• EXERCISE INSTRUCTIONS: Quote the entries in full, character for character, without their images.

::::::::::

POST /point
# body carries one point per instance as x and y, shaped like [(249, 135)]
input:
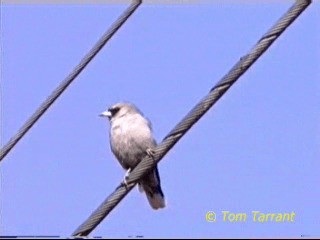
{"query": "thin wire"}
[(69, 79), (191, 118), (1, 109)]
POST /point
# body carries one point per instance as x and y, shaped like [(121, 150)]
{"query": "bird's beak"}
[(105, 114)]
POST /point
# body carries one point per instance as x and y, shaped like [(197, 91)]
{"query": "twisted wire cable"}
[(69, 79), (191, 118)]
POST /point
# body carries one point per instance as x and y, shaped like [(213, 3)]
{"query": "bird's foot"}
[(125, 183), (150, 153)]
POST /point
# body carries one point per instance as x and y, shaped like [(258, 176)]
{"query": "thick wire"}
[(191, 118), (69, 79)]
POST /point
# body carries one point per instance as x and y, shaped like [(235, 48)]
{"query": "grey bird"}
[(131, 140)]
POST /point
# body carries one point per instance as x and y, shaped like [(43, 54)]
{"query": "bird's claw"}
[(126, 176), (150, 152)]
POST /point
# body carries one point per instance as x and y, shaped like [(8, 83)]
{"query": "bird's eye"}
[(114, 110)]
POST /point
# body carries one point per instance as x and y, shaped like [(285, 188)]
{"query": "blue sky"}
[(257, 149)]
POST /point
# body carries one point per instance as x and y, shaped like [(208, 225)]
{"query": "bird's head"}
[(119, 110)]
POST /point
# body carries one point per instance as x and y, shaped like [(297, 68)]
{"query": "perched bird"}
[(131, 140)]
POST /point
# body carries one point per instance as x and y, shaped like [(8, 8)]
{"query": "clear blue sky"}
[(257, 149)]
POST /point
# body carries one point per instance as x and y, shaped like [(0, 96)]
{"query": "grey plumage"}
[(131, 140)]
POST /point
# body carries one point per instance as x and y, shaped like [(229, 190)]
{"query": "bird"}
[(131, 139)]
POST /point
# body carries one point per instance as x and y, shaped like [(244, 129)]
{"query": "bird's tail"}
[(154, 196), (151, 186)]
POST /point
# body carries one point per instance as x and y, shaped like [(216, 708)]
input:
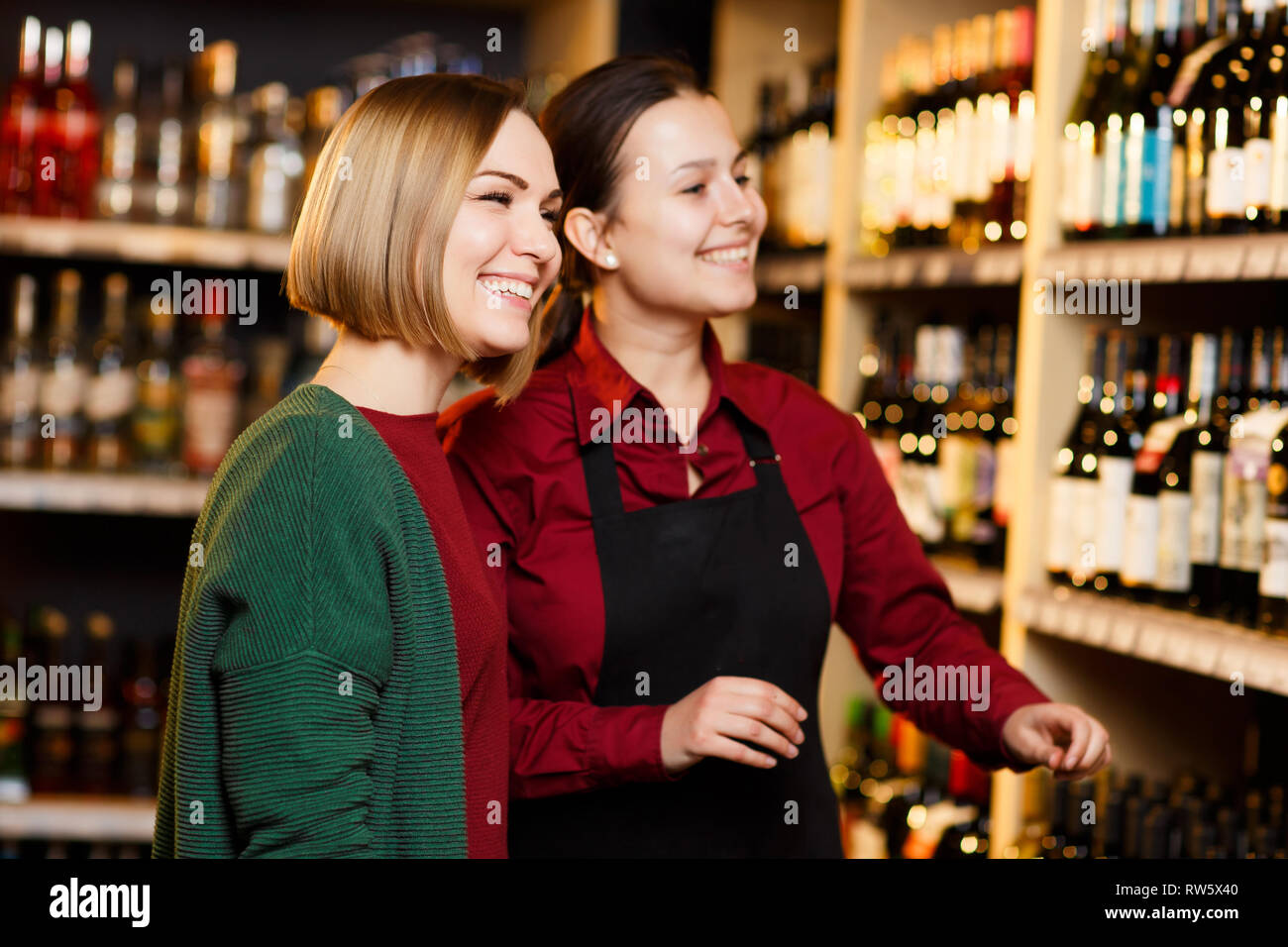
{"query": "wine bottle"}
[(1141, 532), (20, 381), (1177, 480), (1072, 495), (62, 381), (111, 388)]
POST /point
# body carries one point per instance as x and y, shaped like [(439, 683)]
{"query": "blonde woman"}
[(339, 677)]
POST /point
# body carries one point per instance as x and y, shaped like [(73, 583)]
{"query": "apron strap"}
[(600, 466)]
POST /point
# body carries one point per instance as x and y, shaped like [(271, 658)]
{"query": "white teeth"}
[(733, 256), (514, 287)]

::::::::::

• SOLUTION TO THIS PROBLEM:
POST /point
# body carries one point per instance as x and y, shaped like [(249, 135)]
input:
{"query": "thin wire"}
[(69, 79), (191, 118), (1, 109)]
POST /point
# body carries one point per instance as x and y, shaped like [(121, 150)]
{"query": "bird's beak"}
[(105, 114)]
POST /point
# body carries one point per instance as x and y, shaped like [(197, 91)]
{"query": "twisted wire cable"}
[(69, 79), (191, 118)]
POST /point
# body carries one point per instance as x and y, shaped like [(213, 3)]
{"query": "bird's foot"}
[(125, 183), (150, 153)]
POST /point
# body carries one point per instance as x and y, shaped like [(258, 176)]
{"query": "thick wire"}
[(191, 118), (69, 79)]
POST /point
# body carries one point per instance as x and y, shaped like [(235, 48)]
{"query": "grey bird"}
[(131, 140)]
POST /point
# body carries one point per instance as x and y, shaped like [(43, 54)]
{"query": "bird's claw"}
[(126, 176), (150, 152)]
POST /point
# body carries one point per instance as x and y, shaped like [(8, 83)]
{"query": "bird's eye"}
[(114, 110)]
POST /point
# body carries one point per instance as x and y, shaped like [(285, 188)]
{"query": "blue sky"}
[(257, 149)]
POST /point
# body carries one point per instance as x and y, shaped like [(208, 225)]
{"query": "bird's head"}
[(119, 110)]
POST /point
# body carries one point per instance as x and y, shaped like [(297, 68)]
{"query": "perched bird"}
[(131, 140)]
POST /point
# body carries one point per instance as x and y, shaped like [(8, 8)]
{"query": "clear blue sky"}
[(257, 149)]
POST /point
# body carries one point per instance as x and y, shaped like [(0, 96)]
{"query": "grey plumage"}
[(131, 140)]
POST /point
# body carries one point per instance as x and y, shaped like [(229, 190)]
{"query": "bird"}
[(131, 139)]
POST /point
# body carries one point per instance as x and y, shaped like [(244, 129)]
{"query": "bird's tail"}
[(154, 196), (151, 186)]
POST /point
# body carries one point per instance as x and y, shaped like [(216, 708)]
input:
{"query": "wine bottle"}
[(1141, 532), (20, 381), (1177, 480), (1072, 495), (62, 381), (111, 388)]
POST /point
# body carries one point per instance as x and y, shaped like [(439, 683)]
{"query": "blonde woman"}
[(339, 677)]
POST /point
# body carries one point per instance as x and y, shaped like [(73, 583)]
{"query": "apron strap"}
[(600, 466)]
POST /point
# body carries one point per instance as x and y, shaped like [(271, 658)]
{"query": "white teeth"}
[(733, 256), (514, 287)]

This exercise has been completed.